Records from a dataset

════

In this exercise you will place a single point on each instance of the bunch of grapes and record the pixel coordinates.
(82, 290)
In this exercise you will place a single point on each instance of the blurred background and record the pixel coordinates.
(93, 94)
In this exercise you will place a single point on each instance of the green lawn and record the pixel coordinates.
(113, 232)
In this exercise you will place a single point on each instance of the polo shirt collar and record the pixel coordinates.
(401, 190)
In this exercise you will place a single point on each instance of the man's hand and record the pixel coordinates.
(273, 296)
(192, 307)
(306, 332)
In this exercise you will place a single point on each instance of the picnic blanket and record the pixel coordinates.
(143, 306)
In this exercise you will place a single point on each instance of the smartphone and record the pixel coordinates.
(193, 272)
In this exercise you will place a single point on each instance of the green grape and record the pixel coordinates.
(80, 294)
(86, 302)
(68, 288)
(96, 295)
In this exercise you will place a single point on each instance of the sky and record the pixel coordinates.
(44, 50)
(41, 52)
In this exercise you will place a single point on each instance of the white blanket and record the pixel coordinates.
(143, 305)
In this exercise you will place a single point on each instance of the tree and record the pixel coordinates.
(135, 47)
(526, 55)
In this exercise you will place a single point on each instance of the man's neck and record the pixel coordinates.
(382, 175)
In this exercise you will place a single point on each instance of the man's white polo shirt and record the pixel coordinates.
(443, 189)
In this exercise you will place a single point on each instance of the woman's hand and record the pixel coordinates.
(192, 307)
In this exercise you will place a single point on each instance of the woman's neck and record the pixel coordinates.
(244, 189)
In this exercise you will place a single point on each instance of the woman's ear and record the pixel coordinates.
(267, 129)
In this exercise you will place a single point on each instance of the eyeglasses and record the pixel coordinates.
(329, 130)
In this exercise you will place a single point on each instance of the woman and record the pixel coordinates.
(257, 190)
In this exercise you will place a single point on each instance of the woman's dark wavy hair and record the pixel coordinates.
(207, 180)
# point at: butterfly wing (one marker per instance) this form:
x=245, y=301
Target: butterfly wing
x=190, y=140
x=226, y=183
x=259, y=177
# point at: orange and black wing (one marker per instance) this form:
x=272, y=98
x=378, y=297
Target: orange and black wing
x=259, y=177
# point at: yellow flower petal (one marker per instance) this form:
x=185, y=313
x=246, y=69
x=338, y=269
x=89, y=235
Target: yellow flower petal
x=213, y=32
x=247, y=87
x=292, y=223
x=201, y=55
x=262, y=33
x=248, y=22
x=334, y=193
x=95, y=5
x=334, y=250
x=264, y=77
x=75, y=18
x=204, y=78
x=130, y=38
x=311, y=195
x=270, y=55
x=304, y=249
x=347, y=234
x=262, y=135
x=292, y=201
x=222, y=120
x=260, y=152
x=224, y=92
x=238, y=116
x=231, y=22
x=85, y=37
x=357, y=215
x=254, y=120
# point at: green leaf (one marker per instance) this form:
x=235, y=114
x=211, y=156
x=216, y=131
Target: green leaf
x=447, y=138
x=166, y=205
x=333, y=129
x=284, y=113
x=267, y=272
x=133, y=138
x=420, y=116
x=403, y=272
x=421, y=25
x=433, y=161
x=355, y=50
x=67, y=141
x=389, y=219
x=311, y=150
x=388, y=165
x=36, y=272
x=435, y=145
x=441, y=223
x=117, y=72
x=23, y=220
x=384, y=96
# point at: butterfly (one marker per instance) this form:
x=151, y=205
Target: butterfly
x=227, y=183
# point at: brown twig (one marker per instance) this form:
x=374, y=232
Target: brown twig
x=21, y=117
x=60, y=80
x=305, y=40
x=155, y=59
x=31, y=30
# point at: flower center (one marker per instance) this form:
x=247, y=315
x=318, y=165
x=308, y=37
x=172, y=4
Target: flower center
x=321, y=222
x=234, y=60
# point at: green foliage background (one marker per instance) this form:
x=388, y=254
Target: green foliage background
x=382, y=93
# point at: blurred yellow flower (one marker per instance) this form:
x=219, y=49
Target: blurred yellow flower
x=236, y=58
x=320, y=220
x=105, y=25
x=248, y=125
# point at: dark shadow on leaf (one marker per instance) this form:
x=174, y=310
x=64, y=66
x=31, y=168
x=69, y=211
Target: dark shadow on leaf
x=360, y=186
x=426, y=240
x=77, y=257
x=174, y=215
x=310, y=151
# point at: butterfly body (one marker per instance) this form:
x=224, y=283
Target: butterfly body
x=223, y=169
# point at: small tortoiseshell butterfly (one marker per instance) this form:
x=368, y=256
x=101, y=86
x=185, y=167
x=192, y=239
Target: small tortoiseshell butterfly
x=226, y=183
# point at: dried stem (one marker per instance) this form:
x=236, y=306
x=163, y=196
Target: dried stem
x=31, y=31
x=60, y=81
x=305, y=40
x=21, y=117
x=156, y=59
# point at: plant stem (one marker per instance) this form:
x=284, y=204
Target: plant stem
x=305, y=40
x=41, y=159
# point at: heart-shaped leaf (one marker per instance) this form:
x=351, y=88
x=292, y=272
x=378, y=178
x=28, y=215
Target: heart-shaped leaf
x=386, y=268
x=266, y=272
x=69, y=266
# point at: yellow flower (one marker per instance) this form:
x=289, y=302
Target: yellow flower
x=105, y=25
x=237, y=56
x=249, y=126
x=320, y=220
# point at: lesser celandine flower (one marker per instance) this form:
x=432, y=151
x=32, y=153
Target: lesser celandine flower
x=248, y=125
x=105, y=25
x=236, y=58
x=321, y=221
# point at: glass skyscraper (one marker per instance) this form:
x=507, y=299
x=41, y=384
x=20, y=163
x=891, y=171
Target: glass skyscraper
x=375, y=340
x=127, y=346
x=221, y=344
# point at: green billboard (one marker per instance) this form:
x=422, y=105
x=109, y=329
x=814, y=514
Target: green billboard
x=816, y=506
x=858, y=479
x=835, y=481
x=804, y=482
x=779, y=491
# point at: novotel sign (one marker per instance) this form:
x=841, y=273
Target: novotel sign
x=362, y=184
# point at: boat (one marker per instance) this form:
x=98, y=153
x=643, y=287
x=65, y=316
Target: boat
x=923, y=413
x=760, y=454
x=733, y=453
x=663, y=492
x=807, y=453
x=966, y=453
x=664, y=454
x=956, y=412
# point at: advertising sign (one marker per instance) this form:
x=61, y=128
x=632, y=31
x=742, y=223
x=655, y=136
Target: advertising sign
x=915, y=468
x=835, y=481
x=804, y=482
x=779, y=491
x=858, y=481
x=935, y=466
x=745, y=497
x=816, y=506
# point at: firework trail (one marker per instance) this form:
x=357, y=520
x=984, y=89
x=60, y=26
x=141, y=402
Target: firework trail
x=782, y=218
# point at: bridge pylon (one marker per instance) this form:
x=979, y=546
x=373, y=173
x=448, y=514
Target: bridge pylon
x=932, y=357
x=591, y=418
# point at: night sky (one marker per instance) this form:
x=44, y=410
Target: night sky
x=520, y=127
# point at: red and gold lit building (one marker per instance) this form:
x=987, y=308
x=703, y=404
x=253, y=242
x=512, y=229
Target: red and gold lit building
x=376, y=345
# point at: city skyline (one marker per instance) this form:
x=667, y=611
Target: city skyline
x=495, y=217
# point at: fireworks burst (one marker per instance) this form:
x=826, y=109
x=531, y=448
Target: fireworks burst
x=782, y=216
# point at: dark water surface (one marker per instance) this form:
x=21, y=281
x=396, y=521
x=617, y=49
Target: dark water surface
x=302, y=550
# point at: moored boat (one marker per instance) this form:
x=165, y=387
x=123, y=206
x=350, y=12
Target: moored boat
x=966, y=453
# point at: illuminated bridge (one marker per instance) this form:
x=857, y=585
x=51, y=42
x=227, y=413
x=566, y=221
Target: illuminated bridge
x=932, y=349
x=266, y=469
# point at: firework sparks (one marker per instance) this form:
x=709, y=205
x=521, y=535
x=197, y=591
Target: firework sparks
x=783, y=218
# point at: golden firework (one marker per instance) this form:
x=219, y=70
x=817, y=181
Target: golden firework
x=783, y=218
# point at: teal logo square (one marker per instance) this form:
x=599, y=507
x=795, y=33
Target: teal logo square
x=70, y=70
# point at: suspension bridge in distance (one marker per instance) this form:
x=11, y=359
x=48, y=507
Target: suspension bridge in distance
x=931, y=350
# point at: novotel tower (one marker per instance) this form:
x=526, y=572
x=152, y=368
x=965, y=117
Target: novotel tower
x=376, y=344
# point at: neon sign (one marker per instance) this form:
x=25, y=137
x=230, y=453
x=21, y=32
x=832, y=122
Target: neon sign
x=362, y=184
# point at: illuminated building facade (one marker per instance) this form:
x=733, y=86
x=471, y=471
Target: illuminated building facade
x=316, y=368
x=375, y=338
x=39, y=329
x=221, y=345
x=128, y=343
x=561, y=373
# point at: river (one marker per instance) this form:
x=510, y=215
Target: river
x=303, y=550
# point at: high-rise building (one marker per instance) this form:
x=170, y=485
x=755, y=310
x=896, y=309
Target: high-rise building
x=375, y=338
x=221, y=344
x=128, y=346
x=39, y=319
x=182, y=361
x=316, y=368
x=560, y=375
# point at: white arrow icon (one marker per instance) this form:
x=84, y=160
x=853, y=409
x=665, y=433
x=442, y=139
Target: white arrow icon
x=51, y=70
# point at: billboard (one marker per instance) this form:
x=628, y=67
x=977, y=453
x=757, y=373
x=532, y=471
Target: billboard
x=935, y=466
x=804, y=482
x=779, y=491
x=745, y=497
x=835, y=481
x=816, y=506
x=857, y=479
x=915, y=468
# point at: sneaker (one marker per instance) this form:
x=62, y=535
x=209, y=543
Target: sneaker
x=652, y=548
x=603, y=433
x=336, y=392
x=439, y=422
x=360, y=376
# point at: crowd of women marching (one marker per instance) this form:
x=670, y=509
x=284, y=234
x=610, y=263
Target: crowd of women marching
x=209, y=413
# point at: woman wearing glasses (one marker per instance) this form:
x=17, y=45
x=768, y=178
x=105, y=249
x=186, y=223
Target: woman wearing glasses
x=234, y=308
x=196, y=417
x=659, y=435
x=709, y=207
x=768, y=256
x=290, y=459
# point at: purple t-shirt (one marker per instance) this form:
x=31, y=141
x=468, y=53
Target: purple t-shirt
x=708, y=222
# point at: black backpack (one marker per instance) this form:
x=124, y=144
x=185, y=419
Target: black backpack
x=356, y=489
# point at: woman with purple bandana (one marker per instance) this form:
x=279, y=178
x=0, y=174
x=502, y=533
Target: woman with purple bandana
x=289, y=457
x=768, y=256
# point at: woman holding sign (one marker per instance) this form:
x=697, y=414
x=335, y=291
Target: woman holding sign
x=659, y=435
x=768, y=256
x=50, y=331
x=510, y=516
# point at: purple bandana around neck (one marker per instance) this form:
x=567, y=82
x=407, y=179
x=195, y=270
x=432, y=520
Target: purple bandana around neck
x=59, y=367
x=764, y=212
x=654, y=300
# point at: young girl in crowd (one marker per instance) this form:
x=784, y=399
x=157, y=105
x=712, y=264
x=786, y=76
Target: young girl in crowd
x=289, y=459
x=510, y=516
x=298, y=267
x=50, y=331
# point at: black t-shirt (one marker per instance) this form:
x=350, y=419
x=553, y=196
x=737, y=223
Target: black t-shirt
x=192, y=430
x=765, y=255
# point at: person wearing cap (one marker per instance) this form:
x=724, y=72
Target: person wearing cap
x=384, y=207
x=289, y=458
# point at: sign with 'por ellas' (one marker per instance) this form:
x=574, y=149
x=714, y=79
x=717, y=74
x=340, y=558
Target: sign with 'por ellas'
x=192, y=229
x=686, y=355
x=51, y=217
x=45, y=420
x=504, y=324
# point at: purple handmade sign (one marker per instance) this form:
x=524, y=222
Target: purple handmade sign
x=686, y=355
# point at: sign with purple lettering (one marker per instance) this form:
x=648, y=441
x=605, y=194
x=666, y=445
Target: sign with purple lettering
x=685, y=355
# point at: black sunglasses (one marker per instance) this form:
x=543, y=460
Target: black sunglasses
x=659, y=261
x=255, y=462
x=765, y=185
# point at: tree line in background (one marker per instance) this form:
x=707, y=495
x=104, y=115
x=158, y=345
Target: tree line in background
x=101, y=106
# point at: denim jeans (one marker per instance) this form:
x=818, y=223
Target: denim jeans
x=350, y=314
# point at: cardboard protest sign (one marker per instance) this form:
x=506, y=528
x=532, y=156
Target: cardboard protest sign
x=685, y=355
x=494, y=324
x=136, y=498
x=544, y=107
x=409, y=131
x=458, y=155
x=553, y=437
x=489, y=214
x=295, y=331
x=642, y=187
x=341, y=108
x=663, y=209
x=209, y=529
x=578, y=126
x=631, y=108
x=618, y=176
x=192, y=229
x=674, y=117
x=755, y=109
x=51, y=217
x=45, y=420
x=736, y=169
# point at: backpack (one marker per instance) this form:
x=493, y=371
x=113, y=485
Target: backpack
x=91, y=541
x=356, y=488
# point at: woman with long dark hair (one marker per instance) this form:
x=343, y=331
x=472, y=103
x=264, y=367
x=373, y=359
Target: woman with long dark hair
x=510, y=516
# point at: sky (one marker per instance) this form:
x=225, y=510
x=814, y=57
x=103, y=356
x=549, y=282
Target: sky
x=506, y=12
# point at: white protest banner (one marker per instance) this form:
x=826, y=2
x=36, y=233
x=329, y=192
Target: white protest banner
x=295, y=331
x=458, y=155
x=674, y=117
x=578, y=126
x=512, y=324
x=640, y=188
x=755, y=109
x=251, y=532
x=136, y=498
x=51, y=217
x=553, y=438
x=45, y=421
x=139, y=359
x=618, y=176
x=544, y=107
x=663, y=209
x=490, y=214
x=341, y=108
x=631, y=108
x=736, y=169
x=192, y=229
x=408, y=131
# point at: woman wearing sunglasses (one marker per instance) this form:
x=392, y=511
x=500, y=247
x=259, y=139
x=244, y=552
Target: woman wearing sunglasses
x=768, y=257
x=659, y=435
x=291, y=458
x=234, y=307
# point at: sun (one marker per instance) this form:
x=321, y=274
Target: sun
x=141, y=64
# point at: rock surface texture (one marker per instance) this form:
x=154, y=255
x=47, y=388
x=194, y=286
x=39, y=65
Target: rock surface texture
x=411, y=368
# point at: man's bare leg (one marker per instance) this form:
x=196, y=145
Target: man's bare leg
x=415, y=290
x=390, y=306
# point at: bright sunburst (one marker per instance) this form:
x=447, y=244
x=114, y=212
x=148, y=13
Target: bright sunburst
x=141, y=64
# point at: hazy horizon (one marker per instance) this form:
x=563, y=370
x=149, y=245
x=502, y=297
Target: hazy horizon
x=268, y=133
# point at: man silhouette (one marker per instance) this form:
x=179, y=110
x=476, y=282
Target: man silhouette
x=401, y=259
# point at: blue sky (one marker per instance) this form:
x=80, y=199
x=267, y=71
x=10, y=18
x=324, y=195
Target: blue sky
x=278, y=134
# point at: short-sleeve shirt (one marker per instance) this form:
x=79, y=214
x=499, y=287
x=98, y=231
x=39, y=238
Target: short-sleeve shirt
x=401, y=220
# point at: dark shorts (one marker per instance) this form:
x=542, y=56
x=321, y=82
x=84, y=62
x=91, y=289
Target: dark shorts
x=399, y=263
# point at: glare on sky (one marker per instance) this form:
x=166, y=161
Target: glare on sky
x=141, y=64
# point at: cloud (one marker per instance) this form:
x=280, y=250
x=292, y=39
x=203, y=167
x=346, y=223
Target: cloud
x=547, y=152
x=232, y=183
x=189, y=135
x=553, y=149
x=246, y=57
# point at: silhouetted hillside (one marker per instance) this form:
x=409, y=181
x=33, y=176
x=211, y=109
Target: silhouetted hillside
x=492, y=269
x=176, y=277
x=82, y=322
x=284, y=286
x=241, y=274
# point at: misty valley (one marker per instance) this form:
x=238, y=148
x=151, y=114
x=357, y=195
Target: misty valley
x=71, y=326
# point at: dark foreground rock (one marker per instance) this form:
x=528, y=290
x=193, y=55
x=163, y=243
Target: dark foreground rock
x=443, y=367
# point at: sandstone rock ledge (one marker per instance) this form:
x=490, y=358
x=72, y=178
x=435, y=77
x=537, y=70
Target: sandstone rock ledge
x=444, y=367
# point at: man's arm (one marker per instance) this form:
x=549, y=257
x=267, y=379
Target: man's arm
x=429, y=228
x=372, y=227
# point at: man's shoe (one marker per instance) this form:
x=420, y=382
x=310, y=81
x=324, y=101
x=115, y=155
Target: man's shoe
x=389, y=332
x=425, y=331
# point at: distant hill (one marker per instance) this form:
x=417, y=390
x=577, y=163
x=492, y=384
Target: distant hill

════

How many lines of the entries above include the word "distant"? Reply with the number alone.

2